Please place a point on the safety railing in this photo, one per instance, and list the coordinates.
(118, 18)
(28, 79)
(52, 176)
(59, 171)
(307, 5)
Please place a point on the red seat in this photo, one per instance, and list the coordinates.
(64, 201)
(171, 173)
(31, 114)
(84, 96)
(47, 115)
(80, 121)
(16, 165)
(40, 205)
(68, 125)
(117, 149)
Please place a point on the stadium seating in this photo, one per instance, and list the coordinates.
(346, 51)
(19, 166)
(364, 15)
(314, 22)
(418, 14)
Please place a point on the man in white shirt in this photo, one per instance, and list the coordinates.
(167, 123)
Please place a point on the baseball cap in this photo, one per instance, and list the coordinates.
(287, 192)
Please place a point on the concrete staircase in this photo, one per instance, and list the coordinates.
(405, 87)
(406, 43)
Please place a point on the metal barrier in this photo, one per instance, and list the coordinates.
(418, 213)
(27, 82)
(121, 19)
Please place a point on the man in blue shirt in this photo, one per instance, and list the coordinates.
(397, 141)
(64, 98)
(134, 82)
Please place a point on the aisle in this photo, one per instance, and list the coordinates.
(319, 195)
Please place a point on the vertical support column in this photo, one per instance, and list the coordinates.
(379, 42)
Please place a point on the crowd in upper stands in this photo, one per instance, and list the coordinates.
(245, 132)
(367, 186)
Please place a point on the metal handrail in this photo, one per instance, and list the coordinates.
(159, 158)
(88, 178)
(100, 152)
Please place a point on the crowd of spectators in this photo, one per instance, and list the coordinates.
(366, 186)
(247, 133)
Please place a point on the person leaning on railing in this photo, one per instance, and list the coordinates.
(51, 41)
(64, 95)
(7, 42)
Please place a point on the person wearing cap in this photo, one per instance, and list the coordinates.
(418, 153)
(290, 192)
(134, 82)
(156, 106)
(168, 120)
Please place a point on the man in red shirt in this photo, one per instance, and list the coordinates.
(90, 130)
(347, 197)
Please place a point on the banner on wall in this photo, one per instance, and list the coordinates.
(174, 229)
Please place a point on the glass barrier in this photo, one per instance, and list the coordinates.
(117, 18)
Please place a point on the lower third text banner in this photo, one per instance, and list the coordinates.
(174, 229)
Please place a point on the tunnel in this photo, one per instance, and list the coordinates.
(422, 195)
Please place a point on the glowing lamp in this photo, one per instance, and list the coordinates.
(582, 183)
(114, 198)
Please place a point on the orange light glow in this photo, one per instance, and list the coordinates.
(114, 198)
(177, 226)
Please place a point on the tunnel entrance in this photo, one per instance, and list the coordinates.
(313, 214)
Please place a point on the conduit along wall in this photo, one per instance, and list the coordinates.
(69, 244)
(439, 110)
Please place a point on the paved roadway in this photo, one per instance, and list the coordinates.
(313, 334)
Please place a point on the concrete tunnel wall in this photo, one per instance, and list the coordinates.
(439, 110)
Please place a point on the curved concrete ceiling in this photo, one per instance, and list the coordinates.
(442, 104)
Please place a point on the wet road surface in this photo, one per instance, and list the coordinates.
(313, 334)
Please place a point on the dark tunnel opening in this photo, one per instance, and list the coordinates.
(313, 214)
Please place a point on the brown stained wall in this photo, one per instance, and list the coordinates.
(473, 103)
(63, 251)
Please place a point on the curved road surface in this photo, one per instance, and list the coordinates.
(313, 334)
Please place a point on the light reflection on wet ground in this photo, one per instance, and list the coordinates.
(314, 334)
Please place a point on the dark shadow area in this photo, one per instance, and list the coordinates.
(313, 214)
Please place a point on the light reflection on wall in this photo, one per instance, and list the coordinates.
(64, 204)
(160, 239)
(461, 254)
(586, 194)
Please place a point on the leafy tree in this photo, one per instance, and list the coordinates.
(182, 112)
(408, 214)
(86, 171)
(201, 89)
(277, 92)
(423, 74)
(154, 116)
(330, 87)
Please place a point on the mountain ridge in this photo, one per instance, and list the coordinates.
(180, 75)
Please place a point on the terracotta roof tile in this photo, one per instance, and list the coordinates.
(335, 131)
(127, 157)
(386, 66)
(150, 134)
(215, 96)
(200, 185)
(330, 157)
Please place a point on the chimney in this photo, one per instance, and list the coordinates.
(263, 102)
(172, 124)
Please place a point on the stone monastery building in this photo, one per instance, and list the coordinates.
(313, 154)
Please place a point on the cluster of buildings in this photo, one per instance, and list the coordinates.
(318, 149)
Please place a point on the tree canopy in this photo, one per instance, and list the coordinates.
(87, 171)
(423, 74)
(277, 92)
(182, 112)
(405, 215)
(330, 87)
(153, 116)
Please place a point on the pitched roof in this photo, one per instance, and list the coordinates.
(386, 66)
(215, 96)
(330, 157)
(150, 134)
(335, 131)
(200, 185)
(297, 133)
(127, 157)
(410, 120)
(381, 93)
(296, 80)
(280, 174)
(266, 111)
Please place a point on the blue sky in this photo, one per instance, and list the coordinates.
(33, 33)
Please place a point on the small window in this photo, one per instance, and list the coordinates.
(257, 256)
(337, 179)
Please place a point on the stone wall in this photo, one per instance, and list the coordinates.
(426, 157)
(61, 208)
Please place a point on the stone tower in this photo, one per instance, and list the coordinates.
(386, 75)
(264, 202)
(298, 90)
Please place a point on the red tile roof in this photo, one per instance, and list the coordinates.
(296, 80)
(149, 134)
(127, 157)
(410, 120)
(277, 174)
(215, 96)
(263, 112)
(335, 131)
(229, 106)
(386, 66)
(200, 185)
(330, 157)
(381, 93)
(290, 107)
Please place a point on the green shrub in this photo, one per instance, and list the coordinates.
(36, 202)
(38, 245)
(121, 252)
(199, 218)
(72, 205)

■ Problem to work on: Reproduce the full listing above, character for character.

■ Completed task:
Please place a point on the safety railing in this photo, one per instance, and list the coordinates.
(118, 18)
(28, 79)
(52, 176)
(59, 171)
(307, 5)
Please place a point on the red seat in this photo, one per instance, and list the coordinates.
(64, 201)
(171, 173)
(31, 114)
(84, 96)
(47, 115)
(80, 121)
(16, 165)
(40, 205)
(68, 125)
(117, 149)
Please place a point on the stadium seating in this photo, one per instance, and list the coordinates.
(346, 51)
(19, 166)
(364, 15)
(314, 22)
(418, 14)
Please place a point on the man in white shirt in this photo, one per instance, and list the coordinates.
(167, 123)
Please place a point on the baseball cap in this photo, one per instance, and list the coordinates.
(287, 192)
Please place a point on the concrete staircase in this photo, one per instance, and list the coordinates.
(405, 87)
(406, 43)
Please place a point on the metal barrier in this photo, one per instance, and list the coordinates.
(418, 213)
(27, 82)
(121, 19)
Please place a point on the man in blue shirt in this photo, one per instance, and list the coordinates.
(397, 141)
(64, 98)
(134, 82)
Please place a point on the aisle in this photo, one per instance, and list the coordinates.
(319, 195)
Please place a point on the vertical support column in this photo, one per instance, and list the coordinates.
(379, 42)
Please place a point on the crowd in upper stands in this photo, one per instance, and list the coordinates.
(245, 132)
(367, 186)
Please place a point on the metal handrail in this photo, one per instance, and list the coordinates.
(159, 158)
(88, 178)
(100, 152)
Please place a point on the crowd of spectators in this photo, one per instance, and list the coordinates.
(366, 186)
(247, 133)
Please place a point on the person leaning on railing in this photo, one per instance, and list the coordinates.
(51, 41)
(64, 95)
(7, 42)
Please place a point on the person wearing cap in this photo, one per instance, and list the coordinates.
(418, 153)
(290, 192)
(134, 82)
(156, 106)
(168, 120)
Please place a point on the man in red shirt in this photo, one per instance, and list the coordinates.
(90, 130)
(347, 197)
Please place a point on the banner on wall in this photo, one per instance, and list the coordinates.
(174, 229)
Please place a point on the glass barrier in this photo, one per instance, and list the coordinates.
(117, 18)
Please place a point on the lower third text banner in this photo, one per instance, and list the coordinates.
(174, 229)
Please place a point on the tunnel in this photo, one per instance, and list the coordinates.
(422, 195)
Please place a point on the glowing lamp in this photo, one per instance, and list the coordinates.
(582, 183)
(114, 198)
Please place a point on the orange light glow in this photo, one per instance, and list the coordinates.
(114, 198)
(177, 226)
Please place a point on the tunnel entrance in this photo, one per instance, and list the coordinates.
(313, 214)
Please place a point on the conduit along wall in this photo, one per instance, and list the coordinates.
(69, 244)
(439, 110)
Please place a point on the paved roadway in this photo, one per instance, and list the coordinates.
(313, 334)
Please place a point on the concrete tunnel wall in this photo, one per instance, and list the coordinates.
(439, 110)
Please place a point on the curved concrete ceiling in this photo, one per instance, and list the coordinates.
(442, 104)
Please place a point on the wet road surface in this photo, one per instance, and list the coordinates.
(313, 334)
Please place a point on the dark tunnel opening in this photo, one per instance, and list the coordinates.
(313, 214)
Please place a point on the brown stained wall in this photo, one per instance, and list the coordinates.
(473, 103)
(63, 251)
Please place a point on the curved road surface in this photo, one per instance, and list the coordinates.
(313, 334)
Please place a point on the light reflection on wet ground in this photo, one per instance, and list the coordinates.
(314, 334)
Please place a point on the dark shadow area in this photo, one per instance, and list the coordinates.
(313, 214)
Please place a point on the light reflection on wall in this photo, one per instance, and list the coordinates.
(64, 204)
(160, 239)
(461, 254)
(586, 194)
Please place a point on the leafy tree in this photo, one per instance, and list the coordinates.
(182, 112)
(408, 214)
(86, 171)
(201, 89)
(277, 92)
(423, 74)
(154, 116)
(330, 87)
Please place a point on the mountain ridge in this photo, one per instance, and list the coordinates.
(180, 75)
Please place a point on the terracotta roof tile in this photo, one per instance, and list the coordinates.
(335, 131)
(127, 157)
(386, 66)
(150, 134)
(215, 96)
(200, 185)
(330, 157)
Please place a point on the chimney in this photo, one per instance, and list the coordinates.
(263, 102)
(172, 124)
Please place a point on the stone monastery building in this photo, one per instance, and list the coordinates.
(313, 154)
Please place a point on the cluster of buildings in this photo, one per instance, and list the coordinates.
(318, 149)
Please place a point on the tree canopy in this photo, one per instance, and list the coordinates.
(87, 171)
(423, 74)
(277, 92)
(182, 112)
(405, 215)
(330, 87)
(153, 116)
Please place a point on the pitched roof in this photo, one per instance, and list the coordinates.
(386, 66)
(215, 96)
(330, 157)
(150, 134)
(335, 131)
(200, 185)
(297, 133)
(127, 157)
(410, 120)
(381, 93)
(296, 80)
(280, 174)
(266, 111)
Please place a point on the blue sky in this photo, one per instance, and list the coordinates.
(33, 33)
Please place a point on the small window in this photo, one per instance, and list the coordinates.
(257, 256)
(337, 179)
Please place a point on the stone wall in this photo, one per instance, and list the coordinates.
(426, 157)
(61, 208)
Please place a point on the stone tower in this photo, one per instance, and list the coordinates.
(386, 75)
(264, 202)
(298, 90)
Please place a point on the red tile roof in this photo, one per instance, and list the coordinates.
(296, 80)
(149, 134)
(127, 157)
(410, 120)
(277, 174)
(215, 96)
(263, 112)
(335, 131)
(229, 106)
(386, 66)
(200, 185)
(330, 157)
(381, 93)
(290, 107)
Please place a point on the green shrub in this photo, one per instance, and list the coordinates.
(36, 202)
(38, 245)
(121, 252)
(199, 218)
(72, 205)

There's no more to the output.